**REQUIREMENTS**.
[a] In the passage on Freemasonry and pagan religion, what is the only belief Masonry requires of its members?
[b] Carry on the passage about Freemasonry and paganism, picking up after its final sentence.

**SELECTED EXTRACT**.
↓↓↓

I have been asked to comment on a thesis which would connect Freemasonry so explicitly to a "pagan" religion. Fundamentalist and other Christian organizations have attacked Masonry often on these grounds, and the assault in America and Britain in recent years has been severe. Baptist Masons have been told their Masonic affiliation is incompatible with membership in their Church. Masons have assumed a defensive, even apologetic posture in response to these charges, and I believe this is a mistake.

Masonry is a secular fraternity and does not require belief in any particular revelation, but only in the existence of one supreme Divine Being. On this basis not only can Hindus, Moslems, Zoroastrians, Christians, and Jews be Masons, but also so could many so-called pagans like Xenophanes or Sokrates, who believed one eternal, superior principle governed all divine and earthly phenomena.

↑↑↑

**PROVIDED INFORMATION**.
↓↓↓

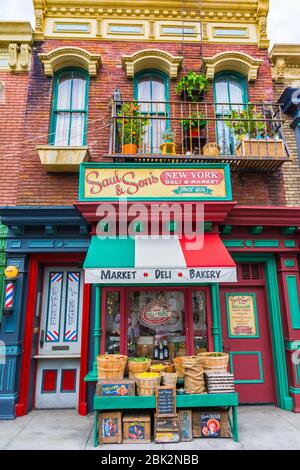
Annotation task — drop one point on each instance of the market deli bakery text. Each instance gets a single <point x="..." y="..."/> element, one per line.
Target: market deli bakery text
<point x="176" y="276"/>
<point x="153" y="183"/>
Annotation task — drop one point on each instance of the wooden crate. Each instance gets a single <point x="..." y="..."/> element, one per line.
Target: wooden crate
<point x="110" y="427"/>
<point x="115" y="388"/>
<point x="136" y="428"/>
<point x="213" y="414"/>
<point x="185" y="425"/>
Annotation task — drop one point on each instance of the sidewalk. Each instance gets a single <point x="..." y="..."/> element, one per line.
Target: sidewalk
<point x="260" y="427"/>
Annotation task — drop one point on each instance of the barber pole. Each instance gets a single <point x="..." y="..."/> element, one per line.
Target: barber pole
<point x="9" y="296"/>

↑↑↑

**WRITTEN RESPONSES**.
[a] Belief in the existence of one supreme Divine Being.

[b]
As a scholar I am obligated to evaluate the evidence as best I can, without respect to any ideology or predetermined conclusion. If the facts persuaded me that the earliest Freemasons were headhunters, then that is what I would write. Mithraic origins for some aspects of Masonic ceremonies are ultimately no more significant than Druid origins for the Christmas tree or fertility cult origins for the Easter egg. What is significant is how our fraternity employs and interprets these symbols today. As Pamina loudly sings in The Magic Flute, when they stand at Sarastro's (Zoroaster's) temple and Papageno asks, terrified, what they should now say, "Die Wahrheit, die Wahrheit, sei sie auch Verbrechen!" (The truth, the truth, even if it were a crime!)

Some Textual Sources

It has long been recognized that there are very many similarities between the initiatory rituals and symbolism of the ancient Mithraic mysteries and those of modern Freemasonry. The Mithraic mysteries flourished in the Roman Empire from the second century A.D. to the fourth, when the triumphant Catholic Church decisively suppressed them. For speculative craft Freemasonry we have firm documentation from only the 16th century. Thus, there is a gulf of twelve centuries. What we know of Mithraism, except for its abundant iconography, comes mostly from the writings of hostile Christians or sympathetic pagans. These include the Neoplatonist Porphyry, De Antro Nympharum (On the Cave of the Nymphs), or Plutarch, De Iside et Osiride (On Isis and Osiris), and the last pagan Roman Emperor, Julian the Apostate. Documents of the order itself are scant and often cryptic, but there are many grafitti, in Greek and Latin, from various spelaea (caves, as Latin-speaking Mithraists called their temples). These spelaea range from Hadrian's Wall at the northwestern edge of Roman Europe all the way to Dura Europus in Syria, on the Euphrates frontier in the southeast.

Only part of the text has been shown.